WORK REQUIRED: Retype every entry below without pictures.

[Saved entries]
——

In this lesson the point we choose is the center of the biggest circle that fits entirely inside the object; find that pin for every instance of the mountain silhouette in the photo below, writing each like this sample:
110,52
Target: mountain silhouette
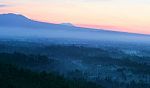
16,24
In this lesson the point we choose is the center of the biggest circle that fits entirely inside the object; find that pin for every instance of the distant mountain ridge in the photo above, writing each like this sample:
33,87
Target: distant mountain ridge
12,20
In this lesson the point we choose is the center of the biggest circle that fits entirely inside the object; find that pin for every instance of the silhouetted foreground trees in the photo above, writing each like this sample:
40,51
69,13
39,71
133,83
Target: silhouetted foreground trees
12,77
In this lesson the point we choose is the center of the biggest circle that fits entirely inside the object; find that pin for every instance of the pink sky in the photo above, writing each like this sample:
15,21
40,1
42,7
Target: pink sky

——

RESPONSE BOX:
In this lesson the point we choose is the center of the biggest circle that fits entirely inside the object; find that pin for every instance of the mountain silhouette in the photo below, writing each like this sample:
110,52
Target: mountain silhouette
16,24
In this lesson the point we choose is the center of the biggest circle that fits entirely inside the object; find that pin for every instance of the distant mountain ridge in the photo above, writing each like this sample:
33,87
Target: distant mountain ridge
12,20
In this lesson the point we choose is the center of the biggest circle that fits entirely inside the object; find that pin for every instance of the silhouetted foreground trees in the photo above, writing each like this sample:
40,51
69,13
39,71
133,83
Target: silhouetted foreground trees
12,77
In this lesson the point we choose is the center of the biggest circle that fits entirely inside the object; find that pin for every instance of the pink sky in the photo above, writing each like this sample:
15,21
40,1
42,7
Target: pink sky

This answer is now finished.